Peter McGonagle

Personal information
- Full name: William McGonagle
- Date of birth: 30 April 1905
- Place of birth: Glasgow, Scotland
- Date of death: 20 December 1956 (aged 51)
- Place of death: Cheltenham, England
- Position(s): Left back

Youth career
- St Joseph's Boys Guild
- Greenhead Thistle

Senior career*
- Years: Team / Apps / (Gls)
- Duntocher Hibernian
- 1926–1936: Celtic / 287 / (7)
- 1936–1937: Hamilton Academical / 20 / (1)
- 1937–1939: Cheltenham Town

International career
- 1930–1934: Scottish Football League XI / 5 / (1)
- 1933–1934: Scotland / 6 / (0)

= Peter McGonagle =

Scottish footballer

William "Peter" McGonagle (30 April 1905 – 20 December 1956) was a Scottish footballer who played mainly for Celtic at club level and also played for the Scotland national team, as a left back.

==Club career==
Born in Glasgow but adopted as a baby by a family from Hamilton, McGonagle joined Celtic from Duntocher Hibernian in October 1926. He started as a left half but converted to left back. He made his Celtic debut against Falkirk on 27 August 1927.

======

## Given task A
According to the Peter McGonagle page, which club did McGonagle leave to join Celtic?

======

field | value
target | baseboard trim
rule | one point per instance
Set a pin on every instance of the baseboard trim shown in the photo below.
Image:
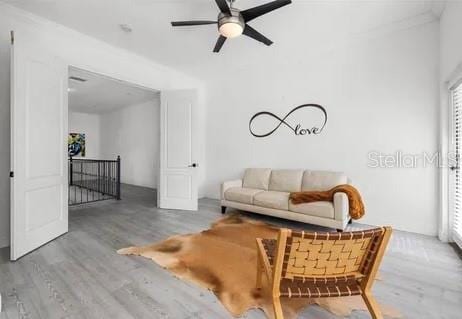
(4, 241)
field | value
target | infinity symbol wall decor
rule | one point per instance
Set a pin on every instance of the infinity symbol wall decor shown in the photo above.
(298, 129)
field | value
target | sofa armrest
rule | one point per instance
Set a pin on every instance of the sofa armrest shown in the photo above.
(226, 185)
(341, 207)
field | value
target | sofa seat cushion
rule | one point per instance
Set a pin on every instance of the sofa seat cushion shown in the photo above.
(286, 180)
(270, 199)
(257, 178)
(322, 180)
(241, 195)
(318, 209)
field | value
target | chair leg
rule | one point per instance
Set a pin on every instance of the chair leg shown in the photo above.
(277, 308)
(372, 305)
(259, 271)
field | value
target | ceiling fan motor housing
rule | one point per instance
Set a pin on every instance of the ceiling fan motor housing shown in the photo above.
(234, 17)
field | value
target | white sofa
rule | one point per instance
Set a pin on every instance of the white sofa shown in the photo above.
(266, 191)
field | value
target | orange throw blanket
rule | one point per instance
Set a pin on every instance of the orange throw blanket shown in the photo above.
(354, 198)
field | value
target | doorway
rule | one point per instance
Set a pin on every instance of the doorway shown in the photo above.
(114, 137)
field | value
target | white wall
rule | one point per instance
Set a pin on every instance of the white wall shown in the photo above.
(133, 132)
(89, 124)
(381, 93)
(79, 51)
(450, 33)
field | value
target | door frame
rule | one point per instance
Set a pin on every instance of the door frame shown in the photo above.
(445, 218)
(72, 66)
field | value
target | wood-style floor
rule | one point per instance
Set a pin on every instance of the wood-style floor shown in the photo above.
(79, 275)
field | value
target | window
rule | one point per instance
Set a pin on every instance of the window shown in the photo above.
(456, 96)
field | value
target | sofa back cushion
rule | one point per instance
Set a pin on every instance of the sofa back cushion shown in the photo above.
(322, 180)
(257, 178)
(286, 180)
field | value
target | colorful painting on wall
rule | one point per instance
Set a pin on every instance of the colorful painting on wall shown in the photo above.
(76, 144)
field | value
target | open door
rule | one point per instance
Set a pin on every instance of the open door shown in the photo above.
(39, 211)
(178, 176)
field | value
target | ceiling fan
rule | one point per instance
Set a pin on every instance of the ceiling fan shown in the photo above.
(232, 22)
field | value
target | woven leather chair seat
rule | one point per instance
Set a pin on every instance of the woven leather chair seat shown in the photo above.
(302, 287)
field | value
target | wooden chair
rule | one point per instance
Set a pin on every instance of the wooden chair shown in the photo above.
(321, 264)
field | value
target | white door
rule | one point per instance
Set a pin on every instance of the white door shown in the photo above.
(178, 166)
(39, 211)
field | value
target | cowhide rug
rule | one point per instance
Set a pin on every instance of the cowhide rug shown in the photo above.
(223, 259)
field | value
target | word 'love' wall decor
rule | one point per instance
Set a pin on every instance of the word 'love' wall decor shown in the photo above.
(306, 119)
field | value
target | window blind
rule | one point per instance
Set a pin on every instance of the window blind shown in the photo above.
(457, 213)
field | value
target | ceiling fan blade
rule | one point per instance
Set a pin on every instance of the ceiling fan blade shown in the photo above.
(254, 34)
(189, 23)
(221, 40)
(223, 6)
(253, 13)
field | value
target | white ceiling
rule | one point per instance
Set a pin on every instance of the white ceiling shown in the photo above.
(99, 94)
(298, 30)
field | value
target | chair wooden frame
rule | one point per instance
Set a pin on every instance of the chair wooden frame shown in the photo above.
(274, 267)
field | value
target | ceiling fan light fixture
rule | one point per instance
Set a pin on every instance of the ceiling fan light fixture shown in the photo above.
(231, 29)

======

## Given task B
Gather every line of the listing that contains the string "open".

## Exercise output A
Duntocher Hibernian

## Exercise output B
target | open door
Set a pin on every instance of the open door shown in the photo above.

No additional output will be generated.